* [Required work] When a line in the records contains the string "surface", copy that line.

Segment Start: The data

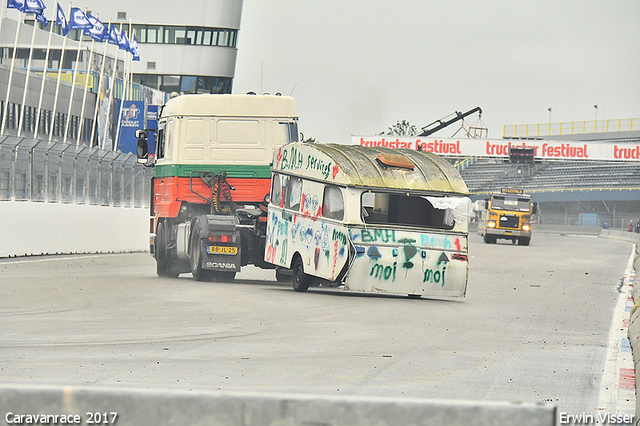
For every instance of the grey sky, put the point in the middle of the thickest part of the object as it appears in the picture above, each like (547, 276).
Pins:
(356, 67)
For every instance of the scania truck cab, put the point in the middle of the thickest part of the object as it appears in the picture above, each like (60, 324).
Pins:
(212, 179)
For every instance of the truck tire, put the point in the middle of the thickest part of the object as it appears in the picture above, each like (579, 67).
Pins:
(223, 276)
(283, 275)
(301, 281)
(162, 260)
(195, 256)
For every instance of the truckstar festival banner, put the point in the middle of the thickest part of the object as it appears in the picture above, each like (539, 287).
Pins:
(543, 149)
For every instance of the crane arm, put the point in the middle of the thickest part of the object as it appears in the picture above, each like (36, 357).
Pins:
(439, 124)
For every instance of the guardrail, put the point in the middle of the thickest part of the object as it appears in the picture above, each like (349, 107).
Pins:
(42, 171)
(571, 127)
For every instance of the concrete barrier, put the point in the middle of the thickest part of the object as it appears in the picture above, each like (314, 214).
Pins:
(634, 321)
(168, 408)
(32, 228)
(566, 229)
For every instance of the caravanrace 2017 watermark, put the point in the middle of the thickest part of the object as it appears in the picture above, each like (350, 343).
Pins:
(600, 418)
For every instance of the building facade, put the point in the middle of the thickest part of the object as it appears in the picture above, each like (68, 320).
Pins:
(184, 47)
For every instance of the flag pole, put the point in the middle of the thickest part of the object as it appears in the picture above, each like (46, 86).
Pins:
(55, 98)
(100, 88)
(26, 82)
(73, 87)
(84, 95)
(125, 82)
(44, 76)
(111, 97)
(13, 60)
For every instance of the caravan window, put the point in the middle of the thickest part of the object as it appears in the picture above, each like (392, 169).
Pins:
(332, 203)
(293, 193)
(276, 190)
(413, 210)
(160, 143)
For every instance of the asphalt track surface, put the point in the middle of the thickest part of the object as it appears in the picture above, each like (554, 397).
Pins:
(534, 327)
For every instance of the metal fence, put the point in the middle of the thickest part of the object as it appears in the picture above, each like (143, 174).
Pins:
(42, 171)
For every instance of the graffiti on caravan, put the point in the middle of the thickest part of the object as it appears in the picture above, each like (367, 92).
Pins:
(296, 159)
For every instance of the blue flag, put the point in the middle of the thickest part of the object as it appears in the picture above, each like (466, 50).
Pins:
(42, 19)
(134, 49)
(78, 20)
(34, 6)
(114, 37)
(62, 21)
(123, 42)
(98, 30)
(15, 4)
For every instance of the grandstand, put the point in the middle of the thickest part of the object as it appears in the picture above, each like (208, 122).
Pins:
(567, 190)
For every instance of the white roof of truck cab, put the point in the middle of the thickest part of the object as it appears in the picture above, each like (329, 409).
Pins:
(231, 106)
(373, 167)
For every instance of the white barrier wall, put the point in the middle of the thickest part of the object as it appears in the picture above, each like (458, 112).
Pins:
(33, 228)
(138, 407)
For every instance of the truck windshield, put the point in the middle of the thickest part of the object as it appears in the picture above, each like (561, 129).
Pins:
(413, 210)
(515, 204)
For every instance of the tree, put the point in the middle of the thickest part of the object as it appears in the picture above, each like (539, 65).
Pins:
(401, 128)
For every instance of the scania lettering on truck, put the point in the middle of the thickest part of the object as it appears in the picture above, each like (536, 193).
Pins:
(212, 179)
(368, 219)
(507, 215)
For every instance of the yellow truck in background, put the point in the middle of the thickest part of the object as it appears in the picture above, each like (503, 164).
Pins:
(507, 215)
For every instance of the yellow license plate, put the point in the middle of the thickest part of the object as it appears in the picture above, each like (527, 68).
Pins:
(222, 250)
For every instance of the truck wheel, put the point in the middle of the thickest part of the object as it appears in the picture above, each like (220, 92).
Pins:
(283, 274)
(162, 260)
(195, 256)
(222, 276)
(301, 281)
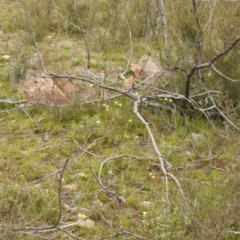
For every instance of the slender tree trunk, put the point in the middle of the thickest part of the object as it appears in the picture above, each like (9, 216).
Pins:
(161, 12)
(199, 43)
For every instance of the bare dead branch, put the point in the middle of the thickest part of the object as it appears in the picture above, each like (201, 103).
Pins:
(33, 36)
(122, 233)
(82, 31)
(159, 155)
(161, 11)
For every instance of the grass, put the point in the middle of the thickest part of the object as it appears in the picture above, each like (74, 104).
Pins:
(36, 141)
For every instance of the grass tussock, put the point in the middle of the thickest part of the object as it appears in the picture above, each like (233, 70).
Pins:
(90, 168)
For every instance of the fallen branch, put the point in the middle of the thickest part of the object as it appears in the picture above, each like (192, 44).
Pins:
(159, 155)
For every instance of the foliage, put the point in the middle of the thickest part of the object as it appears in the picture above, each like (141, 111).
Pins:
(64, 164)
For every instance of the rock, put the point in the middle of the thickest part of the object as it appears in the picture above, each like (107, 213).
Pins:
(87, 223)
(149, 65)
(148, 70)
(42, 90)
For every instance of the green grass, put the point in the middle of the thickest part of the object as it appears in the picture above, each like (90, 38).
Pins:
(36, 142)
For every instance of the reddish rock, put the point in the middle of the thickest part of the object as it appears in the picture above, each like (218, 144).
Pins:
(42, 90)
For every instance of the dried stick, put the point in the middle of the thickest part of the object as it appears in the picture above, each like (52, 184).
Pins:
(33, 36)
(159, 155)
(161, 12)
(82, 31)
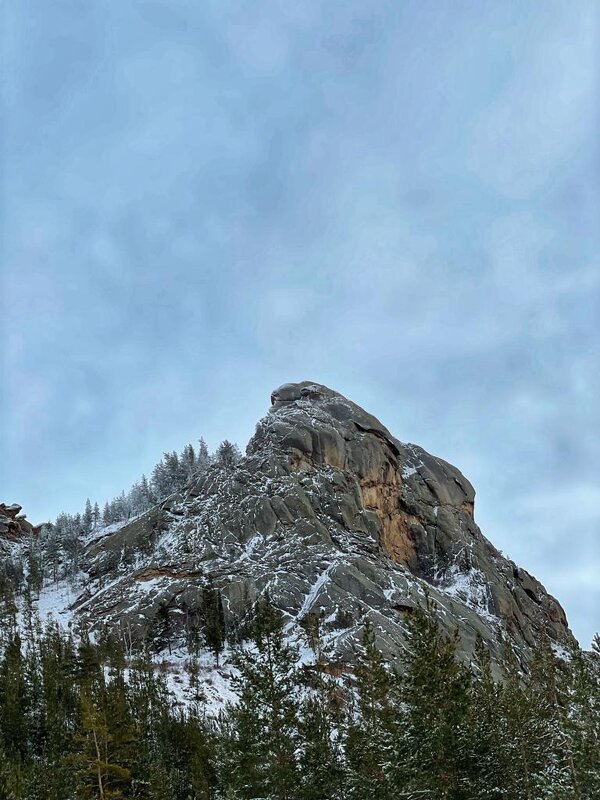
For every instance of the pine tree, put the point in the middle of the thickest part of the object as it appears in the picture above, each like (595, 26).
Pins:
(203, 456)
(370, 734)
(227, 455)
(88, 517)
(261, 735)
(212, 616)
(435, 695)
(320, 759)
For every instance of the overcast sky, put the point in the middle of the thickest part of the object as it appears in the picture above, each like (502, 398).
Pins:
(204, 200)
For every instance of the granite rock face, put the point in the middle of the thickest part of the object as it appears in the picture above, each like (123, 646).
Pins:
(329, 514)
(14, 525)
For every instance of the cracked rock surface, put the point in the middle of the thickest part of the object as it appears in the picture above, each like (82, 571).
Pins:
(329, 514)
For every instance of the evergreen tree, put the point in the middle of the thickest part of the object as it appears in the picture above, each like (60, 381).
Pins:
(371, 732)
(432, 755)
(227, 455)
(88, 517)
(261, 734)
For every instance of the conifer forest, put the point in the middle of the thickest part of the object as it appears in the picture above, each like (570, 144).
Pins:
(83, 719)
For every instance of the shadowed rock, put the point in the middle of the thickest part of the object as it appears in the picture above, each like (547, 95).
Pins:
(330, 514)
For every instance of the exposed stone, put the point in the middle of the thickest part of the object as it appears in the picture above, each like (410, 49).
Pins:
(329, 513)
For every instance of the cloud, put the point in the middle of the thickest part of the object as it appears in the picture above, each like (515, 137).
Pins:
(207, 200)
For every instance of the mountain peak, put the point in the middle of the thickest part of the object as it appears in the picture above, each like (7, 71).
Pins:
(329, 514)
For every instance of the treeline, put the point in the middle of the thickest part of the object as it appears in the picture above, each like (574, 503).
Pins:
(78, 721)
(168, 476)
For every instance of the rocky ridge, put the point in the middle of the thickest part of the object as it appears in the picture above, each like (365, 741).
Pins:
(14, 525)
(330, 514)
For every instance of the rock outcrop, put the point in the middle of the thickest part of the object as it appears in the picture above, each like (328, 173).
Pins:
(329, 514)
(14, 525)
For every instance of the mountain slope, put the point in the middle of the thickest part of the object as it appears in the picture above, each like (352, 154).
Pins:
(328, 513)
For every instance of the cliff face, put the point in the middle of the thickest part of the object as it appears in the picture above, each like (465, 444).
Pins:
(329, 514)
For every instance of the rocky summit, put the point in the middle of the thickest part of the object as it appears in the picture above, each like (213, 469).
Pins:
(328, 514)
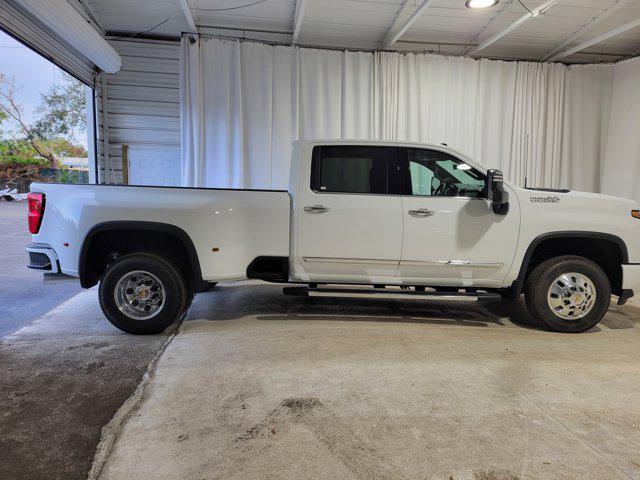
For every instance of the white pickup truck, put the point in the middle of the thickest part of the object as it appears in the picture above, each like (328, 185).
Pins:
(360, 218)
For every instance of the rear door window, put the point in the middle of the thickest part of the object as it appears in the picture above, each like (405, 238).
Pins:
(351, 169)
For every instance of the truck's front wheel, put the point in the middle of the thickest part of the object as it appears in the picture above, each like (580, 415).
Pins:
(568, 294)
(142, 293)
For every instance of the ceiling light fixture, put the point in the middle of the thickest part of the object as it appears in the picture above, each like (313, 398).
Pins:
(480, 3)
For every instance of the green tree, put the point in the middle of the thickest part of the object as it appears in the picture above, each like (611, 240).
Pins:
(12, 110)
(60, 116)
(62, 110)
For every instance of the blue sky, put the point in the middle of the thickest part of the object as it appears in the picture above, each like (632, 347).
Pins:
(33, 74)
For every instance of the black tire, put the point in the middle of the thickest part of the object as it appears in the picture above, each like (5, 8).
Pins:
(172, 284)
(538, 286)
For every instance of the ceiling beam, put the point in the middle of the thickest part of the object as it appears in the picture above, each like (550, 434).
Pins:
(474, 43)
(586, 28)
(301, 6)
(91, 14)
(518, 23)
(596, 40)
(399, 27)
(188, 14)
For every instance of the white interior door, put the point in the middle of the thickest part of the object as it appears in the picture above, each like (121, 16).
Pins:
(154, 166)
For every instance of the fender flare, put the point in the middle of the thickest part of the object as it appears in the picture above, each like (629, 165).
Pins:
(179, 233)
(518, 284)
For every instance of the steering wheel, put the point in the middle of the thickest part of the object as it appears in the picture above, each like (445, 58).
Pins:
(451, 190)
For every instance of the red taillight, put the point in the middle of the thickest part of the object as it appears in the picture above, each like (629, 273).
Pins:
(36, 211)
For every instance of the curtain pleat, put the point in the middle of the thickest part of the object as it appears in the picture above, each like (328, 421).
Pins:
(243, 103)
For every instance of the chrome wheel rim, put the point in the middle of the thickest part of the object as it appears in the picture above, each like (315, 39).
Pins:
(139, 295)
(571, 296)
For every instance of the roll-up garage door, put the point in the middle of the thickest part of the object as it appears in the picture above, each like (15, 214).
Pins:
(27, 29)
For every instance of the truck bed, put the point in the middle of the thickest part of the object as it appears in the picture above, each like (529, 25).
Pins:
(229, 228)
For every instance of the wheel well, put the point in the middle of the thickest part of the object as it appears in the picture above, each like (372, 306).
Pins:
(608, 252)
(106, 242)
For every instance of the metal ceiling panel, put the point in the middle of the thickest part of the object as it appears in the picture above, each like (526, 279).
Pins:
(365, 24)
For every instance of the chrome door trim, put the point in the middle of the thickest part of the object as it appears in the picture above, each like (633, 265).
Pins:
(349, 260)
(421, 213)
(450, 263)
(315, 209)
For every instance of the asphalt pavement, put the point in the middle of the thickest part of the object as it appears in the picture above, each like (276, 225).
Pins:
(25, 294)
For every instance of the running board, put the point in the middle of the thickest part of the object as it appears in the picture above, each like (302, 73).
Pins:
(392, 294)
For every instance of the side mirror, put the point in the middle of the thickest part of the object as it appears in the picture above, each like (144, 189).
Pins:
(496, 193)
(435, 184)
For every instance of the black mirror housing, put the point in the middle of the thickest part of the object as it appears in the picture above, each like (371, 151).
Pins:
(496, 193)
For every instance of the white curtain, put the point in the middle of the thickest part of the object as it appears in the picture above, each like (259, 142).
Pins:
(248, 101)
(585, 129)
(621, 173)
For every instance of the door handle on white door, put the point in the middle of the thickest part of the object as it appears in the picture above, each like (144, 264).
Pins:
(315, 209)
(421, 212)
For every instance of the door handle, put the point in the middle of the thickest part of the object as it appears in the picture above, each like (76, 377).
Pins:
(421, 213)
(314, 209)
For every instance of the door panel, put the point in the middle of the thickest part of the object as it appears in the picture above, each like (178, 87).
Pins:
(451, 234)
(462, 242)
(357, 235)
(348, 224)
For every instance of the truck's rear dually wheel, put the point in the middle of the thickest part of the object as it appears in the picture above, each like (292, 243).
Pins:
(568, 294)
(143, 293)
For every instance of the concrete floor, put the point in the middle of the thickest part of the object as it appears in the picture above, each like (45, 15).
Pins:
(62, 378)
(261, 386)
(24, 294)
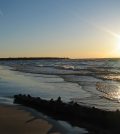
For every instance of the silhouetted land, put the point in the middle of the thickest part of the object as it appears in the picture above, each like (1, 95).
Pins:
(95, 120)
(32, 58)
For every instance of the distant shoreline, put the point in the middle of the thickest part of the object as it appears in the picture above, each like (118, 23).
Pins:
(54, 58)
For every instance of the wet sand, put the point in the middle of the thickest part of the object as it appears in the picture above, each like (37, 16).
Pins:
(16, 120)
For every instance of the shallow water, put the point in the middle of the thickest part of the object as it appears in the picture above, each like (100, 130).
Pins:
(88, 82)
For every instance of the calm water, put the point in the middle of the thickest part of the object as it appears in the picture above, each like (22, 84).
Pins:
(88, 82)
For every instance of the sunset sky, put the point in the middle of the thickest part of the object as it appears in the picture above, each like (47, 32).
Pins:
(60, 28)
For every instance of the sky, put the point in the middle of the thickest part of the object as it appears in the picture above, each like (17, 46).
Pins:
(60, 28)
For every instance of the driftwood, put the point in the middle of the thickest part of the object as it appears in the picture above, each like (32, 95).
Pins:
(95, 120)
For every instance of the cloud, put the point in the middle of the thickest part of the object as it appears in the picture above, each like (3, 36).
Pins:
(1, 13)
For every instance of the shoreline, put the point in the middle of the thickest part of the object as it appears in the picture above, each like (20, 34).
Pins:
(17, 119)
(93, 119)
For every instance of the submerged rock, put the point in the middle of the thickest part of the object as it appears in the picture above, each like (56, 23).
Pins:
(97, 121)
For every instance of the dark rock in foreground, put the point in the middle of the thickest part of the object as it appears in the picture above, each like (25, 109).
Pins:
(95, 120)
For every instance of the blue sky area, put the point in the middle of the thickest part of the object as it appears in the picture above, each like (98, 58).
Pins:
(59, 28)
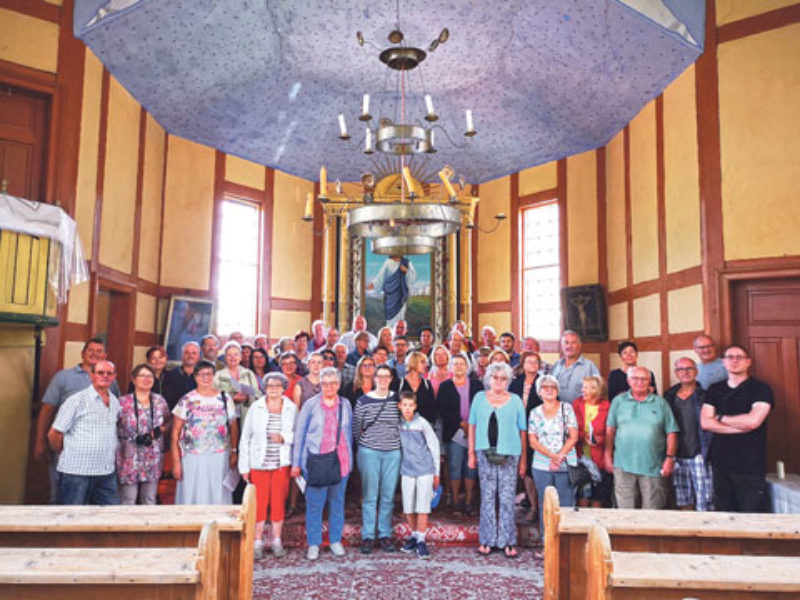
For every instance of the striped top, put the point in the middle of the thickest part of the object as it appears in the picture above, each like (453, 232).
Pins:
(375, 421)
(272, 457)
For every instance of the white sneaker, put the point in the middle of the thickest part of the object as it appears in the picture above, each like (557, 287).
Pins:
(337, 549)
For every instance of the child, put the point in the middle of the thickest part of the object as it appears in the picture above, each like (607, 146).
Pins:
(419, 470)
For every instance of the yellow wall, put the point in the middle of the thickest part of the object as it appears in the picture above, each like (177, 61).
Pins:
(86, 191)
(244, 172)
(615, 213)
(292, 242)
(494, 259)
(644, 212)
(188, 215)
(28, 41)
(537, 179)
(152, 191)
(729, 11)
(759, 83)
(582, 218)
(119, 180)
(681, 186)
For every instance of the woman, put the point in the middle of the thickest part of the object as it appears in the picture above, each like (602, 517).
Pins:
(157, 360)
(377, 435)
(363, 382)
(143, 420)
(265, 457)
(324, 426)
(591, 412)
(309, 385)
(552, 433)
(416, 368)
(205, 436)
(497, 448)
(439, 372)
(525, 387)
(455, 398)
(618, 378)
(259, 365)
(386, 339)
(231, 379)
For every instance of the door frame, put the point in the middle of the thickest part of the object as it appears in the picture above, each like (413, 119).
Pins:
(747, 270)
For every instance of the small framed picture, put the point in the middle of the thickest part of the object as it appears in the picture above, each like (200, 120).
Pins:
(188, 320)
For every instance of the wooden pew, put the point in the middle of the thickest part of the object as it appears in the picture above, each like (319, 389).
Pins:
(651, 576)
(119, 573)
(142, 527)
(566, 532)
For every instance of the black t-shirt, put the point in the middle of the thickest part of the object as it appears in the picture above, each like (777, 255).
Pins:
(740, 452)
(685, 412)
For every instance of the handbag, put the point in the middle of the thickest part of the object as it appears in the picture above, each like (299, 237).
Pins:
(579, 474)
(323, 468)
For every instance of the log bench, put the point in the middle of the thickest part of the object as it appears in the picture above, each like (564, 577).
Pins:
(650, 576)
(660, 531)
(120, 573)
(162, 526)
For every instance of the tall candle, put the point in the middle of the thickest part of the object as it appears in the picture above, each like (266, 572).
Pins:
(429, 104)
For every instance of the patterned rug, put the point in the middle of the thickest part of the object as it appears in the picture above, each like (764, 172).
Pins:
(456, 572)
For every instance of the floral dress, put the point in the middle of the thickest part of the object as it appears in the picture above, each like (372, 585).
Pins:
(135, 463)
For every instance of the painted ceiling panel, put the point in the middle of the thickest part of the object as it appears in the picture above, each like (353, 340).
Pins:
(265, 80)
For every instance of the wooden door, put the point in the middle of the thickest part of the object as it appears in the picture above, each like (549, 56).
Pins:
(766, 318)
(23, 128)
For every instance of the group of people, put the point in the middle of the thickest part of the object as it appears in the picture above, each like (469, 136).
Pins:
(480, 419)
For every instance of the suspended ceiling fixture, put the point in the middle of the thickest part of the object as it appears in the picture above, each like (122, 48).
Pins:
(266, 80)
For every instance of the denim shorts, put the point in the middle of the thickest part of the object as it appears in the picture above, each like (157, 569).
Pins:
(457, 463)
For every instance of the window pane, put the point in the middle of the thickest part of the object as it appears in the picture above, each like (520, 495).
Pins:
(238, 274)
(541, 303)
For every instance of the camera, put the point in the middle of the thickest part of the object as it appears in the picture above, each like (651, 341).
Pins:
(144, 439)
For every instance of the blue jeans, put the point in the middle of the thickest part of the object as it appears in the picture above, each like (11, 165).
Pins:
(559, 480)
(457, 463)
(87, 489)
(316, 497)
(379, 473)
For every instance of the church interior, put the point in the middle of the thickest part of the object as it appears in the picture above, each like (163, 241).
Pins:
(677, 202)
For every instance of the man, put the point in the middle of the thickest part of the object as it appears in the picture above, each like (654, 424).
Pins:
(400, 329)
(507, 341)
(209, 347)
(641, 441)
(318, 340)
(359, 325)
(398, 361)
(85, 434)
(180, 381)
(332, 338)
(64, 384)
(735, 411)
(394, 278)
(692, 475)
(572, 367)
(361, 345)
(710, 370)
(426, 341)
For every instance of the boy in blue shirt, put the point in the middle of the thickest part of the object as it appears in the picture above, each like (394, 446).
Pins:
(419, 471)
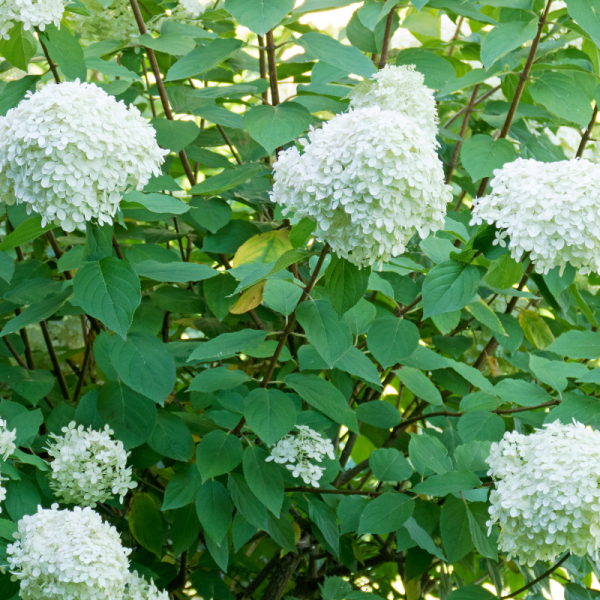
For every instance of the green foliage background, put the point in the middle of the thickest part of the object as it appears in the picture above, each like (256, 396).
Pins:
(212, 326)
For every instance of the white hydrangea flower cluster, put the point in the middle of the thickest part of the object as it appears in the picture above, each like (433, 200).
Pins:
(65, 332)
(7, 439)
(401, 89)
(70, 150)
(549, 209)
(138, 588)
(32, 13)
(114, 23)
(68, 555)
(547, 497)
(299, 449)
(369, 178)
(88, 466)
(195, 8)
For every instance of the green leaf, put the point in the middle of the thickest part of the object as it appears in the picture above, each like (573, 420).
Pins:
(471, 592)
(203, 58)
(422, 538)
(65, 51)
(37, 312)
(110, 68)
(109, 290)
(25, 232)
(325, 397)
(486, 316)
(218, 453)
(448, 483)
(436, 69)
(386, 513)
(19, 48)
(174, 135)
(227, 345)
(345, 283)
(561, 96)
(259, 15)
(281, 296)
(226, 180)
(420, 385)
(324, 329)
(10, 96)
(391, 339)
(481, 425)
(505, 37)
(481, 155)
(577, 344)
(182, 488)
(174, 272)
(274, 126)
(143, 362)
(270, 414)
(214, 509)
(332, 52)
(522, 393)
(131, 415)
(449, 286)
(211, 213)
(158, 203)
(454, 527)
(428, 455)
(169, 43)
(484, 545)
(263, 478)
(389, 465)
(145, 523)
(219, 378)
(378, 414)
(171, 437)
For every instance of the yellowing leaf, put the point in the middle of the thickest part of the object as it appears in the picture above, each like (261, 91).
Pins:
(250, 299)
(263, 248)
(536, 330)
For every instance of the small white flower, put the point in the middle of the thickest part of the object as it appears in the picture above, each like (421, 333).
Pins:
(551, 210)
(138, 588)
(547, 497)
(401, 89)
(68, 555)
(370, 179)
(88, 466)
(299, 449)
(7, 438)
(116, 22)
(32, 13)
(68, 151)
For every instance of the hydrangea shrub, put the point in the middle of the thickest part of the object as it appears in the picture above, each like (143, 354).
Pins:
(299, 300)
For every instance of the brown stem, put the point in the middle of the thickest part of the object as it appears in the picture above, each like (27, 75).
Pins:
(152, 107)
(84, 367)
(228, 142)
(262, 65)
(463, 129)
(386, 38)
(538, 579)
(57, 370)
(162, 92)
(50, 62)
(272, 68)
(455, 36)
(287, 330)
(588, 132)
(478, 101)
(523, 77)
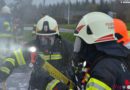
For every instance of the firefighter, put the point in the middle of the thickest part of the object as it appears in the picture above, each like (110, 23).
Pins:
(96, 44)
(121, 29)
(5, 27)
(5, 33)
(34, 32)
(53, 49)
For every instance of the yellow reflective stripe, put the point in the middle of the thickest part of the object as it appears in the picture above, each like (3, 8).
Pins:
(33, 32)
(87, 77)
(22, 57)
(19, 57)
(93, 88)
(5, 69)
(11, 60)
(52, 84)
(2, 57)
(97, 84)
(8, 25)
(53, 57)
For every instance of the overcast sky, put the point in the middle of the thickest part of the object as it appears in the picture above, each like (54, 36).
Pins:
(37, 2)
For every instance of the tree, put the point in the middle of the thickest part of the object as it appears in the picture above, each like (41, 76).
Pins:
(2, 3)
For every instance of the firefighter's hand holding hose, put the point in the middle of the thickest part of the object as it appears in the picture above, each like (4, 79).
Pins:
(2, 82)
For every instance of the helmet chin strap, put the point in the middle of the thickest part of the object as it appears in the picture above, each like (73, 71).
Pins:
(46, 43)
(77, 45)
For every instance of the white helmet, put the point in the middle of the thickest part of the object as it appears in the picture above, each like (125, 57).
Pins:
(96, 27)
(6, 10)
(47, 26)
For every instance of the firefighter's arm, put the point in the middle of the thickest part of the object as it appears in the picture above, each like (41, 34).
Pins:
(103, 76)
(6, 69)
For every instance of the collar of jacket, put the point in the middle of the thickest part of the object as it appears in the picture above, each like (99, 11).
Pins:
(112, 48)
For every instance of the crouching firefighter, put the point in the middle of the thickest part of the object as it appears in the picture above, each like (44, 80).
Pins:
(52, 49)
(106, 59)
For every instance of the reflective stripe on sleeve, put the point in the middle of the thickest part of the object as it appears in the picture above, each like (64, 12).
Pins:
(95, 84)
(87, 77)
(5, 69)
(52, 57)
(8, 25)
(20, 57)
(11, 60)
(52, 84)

Segment End: The data

* [Response to the task]
For every instance of the asphalt track surface, put the point in the middle of the thickest part of the object as it appears in the picture above, each like (554, 397).
For every instance of the cracked rock surface, put the point in the middle of the thickest part of the object as it appears in the picture above, each like (82, 571).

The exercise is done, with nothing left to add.